→ **What to work on**
Print every entry word for word, but omit the pictures.

(Photo-based referring expression data)
=======

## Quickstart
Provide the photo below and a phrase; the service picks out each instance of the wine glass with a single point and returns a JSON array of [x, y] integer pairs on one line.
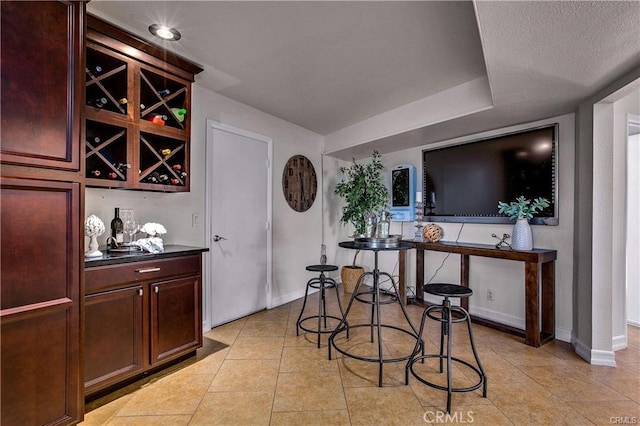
[[131, 227]]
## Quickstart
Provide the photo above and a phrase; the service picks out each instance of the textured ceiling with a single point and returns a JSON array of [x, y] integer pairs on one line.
[[328, 65]]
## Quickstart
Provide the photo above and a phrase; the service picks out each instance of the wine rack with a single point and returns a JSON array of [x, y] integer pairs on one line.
[[137, 113]]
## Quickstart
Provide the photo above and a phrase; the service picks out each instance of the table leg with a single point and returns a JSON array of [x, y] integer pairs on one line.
[[532, 306], [464, 278], [419, 275], [548, 300], [402, 288]]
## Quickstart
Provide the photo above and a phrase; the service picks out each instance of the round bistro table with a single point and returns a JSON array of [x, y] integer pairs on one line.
[[372, 296]]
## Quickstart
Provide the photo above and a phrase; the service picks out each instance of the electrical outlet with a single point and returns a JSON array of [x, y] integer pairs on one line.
[[490, 295]]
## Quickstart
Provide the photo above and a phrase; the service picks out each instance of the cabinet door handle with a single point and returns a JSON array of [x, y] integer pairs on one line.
[[144, 271]]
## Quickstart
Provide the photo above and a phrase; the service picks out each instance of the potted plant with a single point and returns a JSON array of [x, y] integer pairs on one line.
[[522, 210], [364, 192]]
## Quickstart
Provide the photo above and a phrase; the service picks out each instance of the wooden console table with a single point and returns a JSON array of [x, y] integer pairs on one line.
[[539, 284]]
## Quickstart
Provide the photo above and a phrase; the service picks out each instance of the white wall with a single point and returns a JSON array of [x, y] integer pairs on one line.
[[633, 232], [506, 278], [630, 104]]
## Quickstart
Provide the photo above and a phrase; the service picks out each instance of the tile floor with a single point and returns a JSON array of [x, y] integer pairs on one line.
[[255, 371]]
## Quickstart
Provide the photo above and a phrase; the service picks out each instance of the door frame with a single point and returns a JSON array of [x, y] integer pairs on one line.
[[208, 263]]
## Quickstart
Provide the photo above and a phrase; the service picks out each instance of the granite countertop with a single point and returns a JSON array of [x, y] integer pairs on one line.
[[113, 258]]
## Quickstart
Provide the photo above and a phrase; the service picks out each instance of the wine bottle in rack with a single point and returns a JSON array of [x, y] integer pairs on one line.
[[117, 229], [154, 177], [179, 113], [98, 102], [122, 167]]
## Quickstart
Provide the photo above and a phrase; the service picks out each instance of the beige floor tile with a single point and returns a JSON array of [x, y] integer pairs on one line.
[[396, 405], [256, 348], [246, 375], [356, 373], [309, 391], [320, 418], [300, 359], [609, 412], [485, 414], [175, 394], [150, 421], [234, 408], [102, 414]]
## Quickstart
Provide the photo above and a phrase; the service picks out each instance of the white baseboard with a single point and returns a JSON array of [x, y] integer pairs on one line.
[[619, 342], [563, 335], [594, 357], [498, 317]]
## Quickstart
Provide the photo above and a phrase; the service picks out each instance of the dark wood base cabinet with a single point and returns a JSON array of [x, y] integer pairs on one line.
[[139, 316]]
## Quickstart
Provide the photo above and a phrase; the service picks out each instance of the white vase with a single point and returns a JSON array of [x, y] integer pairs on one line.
[[522, 238]]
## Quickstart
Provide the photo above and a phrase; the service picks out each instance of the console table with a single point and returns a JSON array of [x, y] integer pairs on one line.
[[539, 280]]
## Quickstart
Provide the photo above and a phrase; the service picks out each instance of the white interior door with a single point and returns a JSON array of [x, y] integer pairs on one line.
[[238, 219]]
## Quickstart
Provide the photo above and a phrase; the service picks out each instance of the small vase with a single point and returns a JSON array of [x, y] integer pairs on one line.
[[522, 238]]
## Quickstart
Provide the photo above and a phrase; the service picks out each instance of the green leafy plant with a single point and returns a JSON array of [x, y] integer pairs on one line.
[[363, 191], [522, 208]]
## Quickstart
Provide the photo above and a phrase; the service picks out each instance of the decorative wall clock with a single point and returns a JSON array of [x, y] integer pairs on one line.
[[299, 183]]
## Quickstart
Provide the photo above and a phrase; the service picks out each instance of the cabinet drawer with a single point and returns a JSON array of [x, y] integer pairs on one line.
[[103, 278]]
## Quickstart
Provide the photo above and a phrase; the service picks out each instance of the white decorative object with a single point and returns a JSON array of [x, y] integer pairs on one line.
[[521, 237], [93, 228]]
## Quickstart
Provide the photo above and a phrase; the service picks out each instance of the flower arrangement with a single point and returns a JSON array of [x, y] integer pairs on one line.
[[153, 229], [522, 208]]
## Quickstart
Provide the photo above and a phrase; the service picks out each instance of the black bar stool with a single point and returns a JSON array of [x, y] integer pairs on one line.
[[322, 283], [445, 315]]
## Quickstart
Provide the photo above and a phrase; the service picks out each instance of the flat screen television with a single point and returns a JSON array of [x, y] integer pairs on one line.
[[463, 183]]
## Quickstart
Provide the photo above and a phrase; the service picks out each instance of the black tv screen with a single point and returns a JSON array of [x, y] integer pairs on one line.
[[464, 183]]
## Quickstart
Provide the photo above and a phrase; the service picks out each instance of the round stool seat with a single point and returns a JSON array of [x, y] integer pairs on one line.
[[322, 268], [447, 290]]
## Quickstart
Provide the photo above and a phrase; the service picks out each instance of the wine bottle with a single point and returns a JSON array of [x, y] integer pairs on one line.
[[117, 229], [122, 167], [158, 119], [98, 102], [179, 113]]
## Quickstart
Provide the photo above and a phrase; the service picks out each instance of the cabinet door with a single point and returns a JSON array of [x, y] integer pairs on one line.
[[176, 318], [41, 52], [40, 306], [113, 337]]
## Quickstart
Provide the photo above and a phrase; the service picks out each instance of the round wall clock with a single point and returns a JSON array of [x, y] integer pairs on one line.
[[299, 183]]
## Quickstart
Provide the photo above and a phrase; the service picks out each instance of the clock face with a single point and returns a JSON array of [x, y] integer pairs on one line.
[[299, 183]]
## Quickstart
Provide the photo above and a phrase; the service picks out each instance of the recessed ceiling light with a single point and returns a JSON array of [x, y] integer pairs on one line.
[[164, 33]]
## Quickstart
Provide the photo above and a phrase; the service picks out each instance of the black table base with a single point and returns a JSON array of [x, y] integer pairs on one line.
[[376, 325]]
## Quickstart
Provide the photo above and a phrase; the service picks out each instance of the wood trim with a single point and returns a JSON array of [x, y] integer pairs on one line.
[[149, 53]]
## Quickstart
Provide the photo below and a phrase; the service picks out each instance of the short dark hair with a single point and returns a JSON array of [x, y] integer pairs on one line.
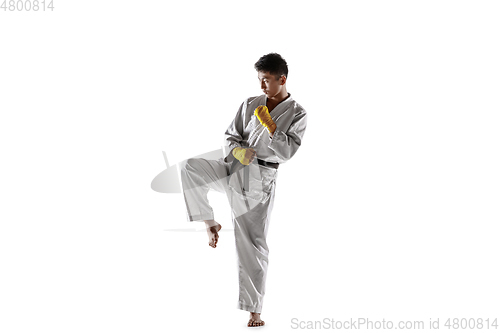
[[272, 63]]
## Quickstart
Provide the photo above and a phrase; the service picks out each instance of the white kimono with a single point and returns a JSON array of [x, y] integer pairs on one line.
[[251, 209]]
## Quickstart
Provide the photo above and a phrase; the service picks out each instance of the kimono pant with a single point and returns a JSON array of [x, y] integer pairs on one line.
[[250, 220]]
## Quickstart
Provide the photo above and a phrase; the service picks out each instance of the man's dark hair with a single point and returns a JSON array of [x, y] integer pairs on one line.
[[274, 64]]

=======

→ **Solution for this task**
## Quickstart
Provide the photo below and a phrase; the service picks out each instance of the wine glass with a single point and returns a JSON array of [x, y] integer pairs on one line.
[[131, 227]]
## Quickstart
Provide the photo above and a phrase; the service picks out each instance of the textured ceiling with a single point and returns a JSON array of [x, y] integer pairs on one line.
[[328, 65]]
## Quickstart
Provide the photo above and a phrase; the service picks out each instance of the wine rack with a single point and returns a JSON array of [x, y] integer pairs on one line.
[[137, 113]]
## Quickstart
Provide the photo above and a phrase; the service picks out each instance of the table leg with a single point and returns a JSON array of [x, y] integer pairs on one line.
[[532, 306], [464, 278], [419, 275], [548, 300], [402, 288]]
## Quickstart
Provide the photo above and a phrase; the service picks out each instance of the round bistro table with a single point and returns a JSON array of [x, y] integer pairs on one line.
[[372, 296]]
## Quickstart
Provide the photo above and a phrase; the service picks out each instance of the electrical outlet with a single point and returns a JSON array of [x, y] integer pairs on one line.
[[490, 295]]
## Quickstart
Provide the photo above and a phrase; the service picks out each instance of the cabinet door handle with a single point and returns a JSON array of [x, y] integer pairs on one line.
[[144, 271]]
## Quickstart
Provide the photo above and a phrase; the service picks out each instance of the potted plant with a single point and returns a JSON array of [x, y] integer pairs on one line.
[[522, 210], [364, 192]]
## Quickstart
Provide the photo above and a phrase; the service picks out each instance of the wooden console table with a single point and returns a JSON array of [x, y] integer pairs on one line.
[[539, 284]]
## Quickstart
Provide the photo above and a phrase; the service picks out each instance of the white wall with a single point and returns a JSON array of [x, y] integer pairs on one line.
[[633, 232], [506, 278], [630, 104]]
## Quickstart
Provide the photo above and a phrase; the service picks out each instance of the tile floor with a single point and returns a JSON array of [x, y] integer pairs on one line.
[[255, 371]]
## Quickstart
Provide the photo above and a phrase; the service picks out each instance of the door frame with a single point and returns a JSON array of [x, y] integer pairs on one line.
[[208, 263]]
## Quickstart
Provide the photo above and a phrase; the service picks out each instance of the granite countertop with a single point and returns a JSON array of [x, y] integer pairs on one line.
[[113, 258]]
## Quickstart
Provide the photo above and a phrase; the service picks out each instance of the wine bottle in rack with a single point and returns a JSON array of [x, y] integer pairs on one line.
[[117, 229], [154, 177], [179, 113], [98, 102], [122, 167]]
## Quickstart
Provide the photo above and a phrase; the service picks out each instance of the beige floor tile with a single point and returns a JSON array of [x, y] integer pairs on one line.
[[396, 405], [256, 348], [246, 375], [356, 373], [309, 391], [320, 418], [300, 359], [609, 412], [485, 414], [175, 394], [150, 421], [234, 408], [102, 414]]
## Quickstart
Provide the photo above and a phrase; the service picks out each instance of the white baseboard with a single point and returns a JSON array of [x, y] integer pairs on one line.
[[619, 342], [563, 335], [594, 357], [498, 317]]
## Quickstart
Provide the photo above and a phrase; the service picks out each instance of the dark wood base cabinet with a single point and returns a JSON array of [x, y] integer pairs on one line.
[[139, 316]]
## Quickstart
Provide the photo above and a phrase; the service picks out each instance of the white vase with a single point and returns a JSON array of [x, y] integer pairs on one line.
[[522, 238]]
## Quickstart
Provide the photo above and a phrase; the service picks out each instance of the console table with a single point and returns a JSON array of [x, y] integer pairs on one line.
[[539, 280]]
## Quickstart
Provide the photo above and a phrase; the service picks out each instance of the white interior door with a single point and returns a JSON array of [x, y] integer pairs on one line.
[[238, 219]]
## Quickstart
Provide the photo above and a phrase; the service picks out each instance of the small vase with a single point and returns a JSON array of [x, y] integer pairs on one line.
[[522, 238]]
## Quickstart
Provide the photo above and a phrase; the service picks out each instance of the green leafy plant with a single point and returns a JSON array of [x, y] integer pairs on one line.
[[363, 191], [522, 208]]
## Quickstart
Provide the photo above and a phrase; the service picks out each instance of the decorative wall clock with a single point and returns a JSON array of [x, y] integer pairs on one line.
[[299, 183]]
## Quickstart
Provide the photo above and a phrase; the service picks out each instance of the cabinet drawer with a single point and returns a JSON array of [x, y] integer pairs on one line.
[[103, 278]]
## Quickstart
Provide the photo above and a phrase; the service picks out each instance of the white decorative object with a single point and returns a JSON array of [x, y] integer pairs on one line.
[[521, 237], [93, 228]]
## Quickstart
Provide the photo above and a phrase; the service picks out each instance of the flower arrangement with a single point and returns a JSON array of [x, y] integer pairs on one line.
[[153, 229], [522, 208]]
## Quickstart
Provide the photo above and a phrase; the service picks out each instance of the black bar stool with a single point and returns a JSON array of [x, y] integer pairs on one line.
[[322, 283], [445, 315]]
## Quickstart
Provide the photo above and a phrase; the service picks out each instance of the flat screen television with a single point and returns a JSON array of [x, y] integer pairs on one line.
[[463, 183]]
## Quickstart
Provide the photo above and a phrase; the service picks out each instance of the black tv screen with a single point and returns a JSON array of [x, y] integer pairs on one line.
[[464, 183]]
## Quickstart
Provide the photo above and a phrase; the service picks out each instance of the round stool seat with a single point and returns a JSON array of [x, y] integer pairs on one line.
[[322, 268], [447, 290]]
## Quickstart
Provide the photo above and a phrase; the service picks out each instance of the wine bottle with a single point and returns a JSON array of [x, y] integer pairs on one line.
[[117, 229], [122, 167], [158, 119], [98, 102], [179, 113]]
## Quickstart
Provide the photo above and a phrase; the service picks out each instance of the cabinet door with a single point and returns a JSON array of [x, y] integer pairs on one line.
[[176, 318], [41, 52], [40, 306], [113, 337]]
## Quickstart
Provide the photo above and a phrase; the service picks out each instance of the round wall clock with a single point and returns a JSON array of [x, y] integer pairs on one line.
[[299, 183]]
## Quickstart
Provide the photo above and a phrase; the service picks out each instance of the clock face with a single point and returns a JSON array of [x, y] integer pairs on one line.
[[299, 183]]
## Quickstart
Provide the photo above and a phrase; the service picks out each instance of the recessed ceiling light with a single point and returns a JSON array of [x, y] integer pairs on one line.
[[164, 33]]
## Quickstart
Provide the photo above and a phrase; the service picks out each instance of the black table base with a single point and returns a JSON array of [x, y] integer pairs on one line.
[[376, 325]]
## Quickstart
Provide the photo above and a phrase; the service picks out each instance of the wood trim with a single point and returns a JSON array of [x, y] integer pairs on one line.
[[149, 53]]
## Quickstart
Provide the photo below and a phrase; the service picks out each instance of the short dark hair with a single point and returns a JSON array of [x, y] integer pairs on one line.
[[272, 63]]
## Quickstart
Provide the photo above and a phrase; the service picks out each instance of the white kimono with a single point and returns a JSON array of [x, y] integer pairs on one line.
[[251, 209]]
## Quickstart
Provide the photo above and a phrase; the service picks out each instance of the kimono pant with a single point and returns a JSON array of [x, y] integer pairs on one line.
[[250, 220]]
## Quickstart
Provide the photo above and a phrase; the service picks out each instance of the man's dark hair with a single point and returns a JSON array of [x, y] integer pairs on one line.
[[274, 64]]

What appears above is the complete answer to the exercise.